» **Task statement**
Reproduce the records word for word, from their very beginning down through the line that contains "xmin=265 ymin=126 xmax=348 ymax=162", including that line. Leave the pictures out of your answer.
##############################
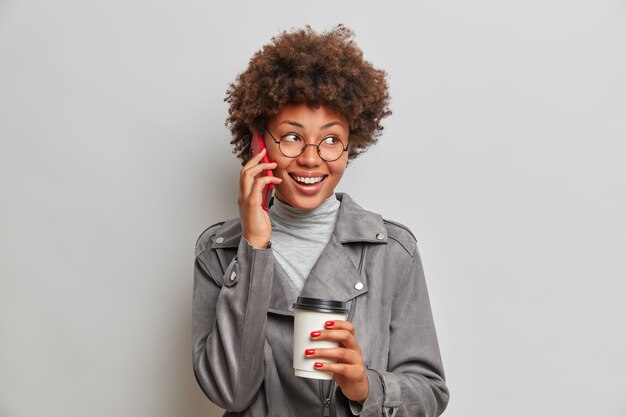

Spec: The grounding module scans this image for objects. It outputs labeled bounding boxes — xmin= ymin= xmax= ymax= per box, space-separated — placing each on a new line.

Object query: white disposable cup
xmin=293 ymin=297 xmax=348 ymax=379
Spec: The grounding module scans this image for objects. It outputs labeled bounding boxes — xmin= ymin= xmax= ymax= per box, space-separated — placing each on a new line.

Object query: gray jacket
xmin=192 ymin=193 xmax=449 ymax=417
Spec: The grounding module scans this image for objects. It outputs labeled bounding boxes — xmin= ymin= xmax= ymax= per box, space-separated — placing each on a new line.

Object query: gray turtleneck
xmin=269 ymin=193 xmax=341 ymax=294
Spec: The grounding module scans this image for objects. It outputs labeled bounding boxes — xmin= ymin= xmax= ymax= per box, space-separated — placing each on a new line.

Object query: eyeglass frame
xmin=265 ymin=126 xmax=348 ymax=162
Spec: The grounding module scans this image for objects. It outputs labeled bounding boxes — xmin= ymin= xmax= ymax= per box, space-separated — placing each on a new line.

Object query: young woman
xmin=193 ymin=25 xmax=449 ymax=417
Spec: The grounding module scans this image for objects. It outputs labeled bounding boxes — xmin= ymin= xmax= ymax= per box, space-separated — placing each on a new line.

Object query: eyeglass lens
xmin=278 ymin=135 xmax=344 ymax=162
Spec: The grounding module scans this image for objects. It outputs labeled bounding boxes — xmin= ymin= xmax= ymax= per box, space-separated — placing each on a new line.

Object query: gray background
xmin=0 ymin=0 xmax=626 ymax=417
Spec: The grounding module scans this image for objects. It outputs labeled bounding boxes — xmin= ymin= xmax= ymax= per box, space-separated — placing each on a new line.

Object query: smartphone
xmin=250 ymin=133 xmax=274 ymax=211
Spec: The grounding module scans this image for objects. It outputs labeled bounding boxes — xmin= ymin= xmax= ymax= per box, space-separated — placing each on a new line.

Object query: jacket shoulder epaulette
xmin=383 ymin=219 xmax=417 ymax=256
xmin=196 ymin=222 xmax=226 ymax=256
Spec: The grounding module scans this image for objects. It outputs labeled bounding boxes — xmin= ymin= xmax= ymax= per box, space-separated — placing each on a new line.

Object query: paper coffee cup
##############################
» **Output**
Spec: The grounding module scans this image for objects. It outputs labeled bounding boxes — xmin= ymin= xmax= ymax= per box, space-separated — placing each on a new line.

Object query: white disposable cup
xmin=293 ymin=297 xmax=348 ymax=379
Spec: The grounding module scans this image for objects. It outputs labeled bounding boxes — xmin= ymin= xmax= ymax= per box, space-separated — placing each on a new line.

Object query: gray jacket
xmin=192 ymin=193 xmax=449 ymax=417
Spec: The grounding module scans this image for objects. It outputs labeled bounding boxes — xmin= ymin= xmax= ymax= per box, space-separated — placing each on a new line.

Object query: gray turtleneck
xmin=269 ymin=193 xmax=341 ymax=294
Spec: The grounding module scans this image for objects. It outputs labeled bounding boxes — xmin= ymin= xmax= ymax= per box, space-separated — placing each on a new line.

Object query: eyeglass frame
xmin=265 ymin=126 xmax=348 ymax=162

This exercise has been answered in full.